• [Record extracts]
·····
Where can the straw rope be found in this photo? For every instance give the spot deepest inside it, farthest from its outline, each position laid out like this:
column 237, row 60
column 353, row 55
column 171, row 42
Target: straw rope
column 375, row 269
·····
• [Task description] Please copy all of the data above exactly.

• [Output of the exercise]
Where can the straw rope be found in this photo? For every instance give the spot deepest inside it, farthest from its outline, each position laid out like this:
column 237, row 60
column 353, row 55
column 171, row 42
Target: straw rope
column 375, row 269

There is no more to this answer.